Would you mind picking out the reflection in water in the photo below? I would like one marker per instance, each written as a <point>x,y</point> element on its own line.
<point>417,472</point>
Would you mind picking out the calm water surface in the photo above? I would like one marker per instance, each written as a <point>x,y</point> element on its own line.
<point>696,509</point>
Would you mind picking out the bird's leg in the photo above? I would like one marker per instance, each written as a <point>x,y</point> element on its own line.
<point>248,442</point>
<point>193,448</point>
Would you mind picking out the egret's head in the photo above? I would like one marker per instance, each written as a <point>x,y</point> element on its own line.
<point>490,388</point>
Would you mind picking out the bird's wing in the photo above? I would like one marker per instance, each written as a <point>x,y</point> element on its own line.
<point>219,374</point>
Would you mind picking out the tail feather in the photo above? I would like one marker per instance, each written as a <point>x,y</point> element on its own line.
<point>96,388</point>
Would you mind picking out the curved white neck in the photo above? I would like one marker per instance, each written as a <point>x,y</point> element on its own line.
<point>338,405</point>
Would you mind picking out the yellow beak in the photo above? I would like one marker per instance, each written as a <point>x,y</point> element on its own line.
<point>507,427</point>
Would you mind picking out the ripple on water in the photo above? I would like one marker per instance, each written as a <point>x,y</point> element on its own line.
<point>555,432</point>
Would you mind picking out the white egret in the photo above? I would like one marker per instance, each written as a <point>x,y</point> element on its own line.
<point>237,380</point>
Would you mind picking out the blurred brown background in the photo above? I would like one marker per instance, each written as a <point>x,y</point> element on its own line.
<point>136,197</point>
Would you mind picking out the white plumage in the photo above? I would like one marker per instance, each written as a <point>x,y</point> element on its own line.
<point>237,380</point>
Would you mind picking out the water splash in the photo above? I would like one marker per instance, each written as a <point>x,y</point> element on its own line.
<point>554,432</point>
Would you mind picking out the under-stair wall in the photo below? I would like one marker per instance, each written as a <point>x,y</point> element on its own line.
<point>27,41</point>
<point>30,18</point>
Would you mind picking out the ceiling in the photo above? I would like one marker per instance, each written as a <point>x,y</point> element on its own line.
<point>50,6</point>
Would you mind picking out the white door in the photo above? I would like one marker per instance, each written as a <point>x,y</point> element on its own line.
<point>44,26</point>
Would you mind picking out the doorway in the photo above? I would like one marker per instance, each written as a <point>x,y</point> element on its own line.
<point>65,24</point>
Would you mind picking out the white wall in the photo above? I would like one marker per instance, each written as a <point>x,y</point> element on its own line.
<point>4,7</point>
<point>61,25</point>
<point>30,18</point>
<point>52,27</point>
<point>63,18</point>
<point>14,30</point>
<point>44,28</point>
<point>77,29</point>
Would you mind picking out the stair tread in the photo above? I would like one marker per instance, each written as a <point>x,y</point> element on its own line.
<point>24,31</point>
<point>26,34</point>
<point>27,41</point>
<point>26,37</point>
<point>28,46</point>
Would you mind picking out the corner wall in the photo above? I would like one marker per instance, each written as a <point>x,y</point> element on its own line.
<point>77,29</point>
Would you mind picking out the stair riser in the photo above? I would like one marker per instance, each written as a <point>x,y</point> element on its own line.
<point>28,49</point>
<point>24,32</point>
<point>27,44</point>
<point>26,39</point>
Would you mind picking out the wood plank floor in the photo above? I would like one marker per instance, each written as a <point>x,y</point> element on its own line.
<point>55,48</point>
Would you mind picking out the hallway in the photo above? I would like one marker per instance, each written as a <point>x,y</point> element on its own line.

- Goal: Go back to the data above and please quote exactly, and only, the lines from the line with "Would you mind picking out the water" through its last line.

- Correct output:
Would you mind picking out the water splash in the photo above? I would like one marker per instance, each written as a <point>x,y</point> element on its own line.
<point>554,432</point>
Would you mind picking out the under-stair wall in the photo below? I would like one marker per instance, each written as a <point>x,y</point> element on its own line.
<point>27,41</point>
<point>30,18</point>
Would you mind picking out the ceiling in the photo above? I would like one marker per instance, each written as a <point>x,y</point> element on its own line.
<point>50,6</point>
Would you mind picking out the white door in the photo above? I would like one marker per instance, each written as a <point>x,y</point> element on its own line.
<point>44,26</point>
Would you mind picking out the doorway in the photo above? I would like one marker per instance, each written as a <point>x,y</point> element on its own line.
<point>65,24</point>
Would you mind picking out the white wall in the photo above? I would like one marker per instance, each written as a <point>x,y</point> element on its own line.
<point>4,7</point>
<point>61,25</point>
<point>30,18</point>
<point>52,27</point>
<point>63,18</point>
<point>14,30</point>
<point>44,28</point>
<point>77,29</point>
Would you mind picking out the stair tread in the photo above? I would like one marker per instance, each written as a <point>x,y</point> element on its own line.
<point>24,31</point>
<point>26,34</point>
<point>27,41</point>
<point>26,37</point>
<point>28,46</point>
Would you mind picking out the corner wall in the photo above? I would like one marker per instance, each written as a <point>x,y</point> element on its own line.
<point>77,29</point>
Would you mind picking out the stair riser in the photo above? I would like one marker per instance, each written as a <point>x,y</point> element on its own line.
<point>28,49</point>
<point>24,32</point>
<point>27,44</point>
<point>26,39</point>
Would you mind picking out the wood plank floor in the photo above? I would like one marker per instance, each written as a <point>x,y</point> element on its own line.
<point>55,48</point>
Would you mind picking out the hallway in the photo above? I would like one marker per instance, each written as a <point>x,y</point> element on its own line.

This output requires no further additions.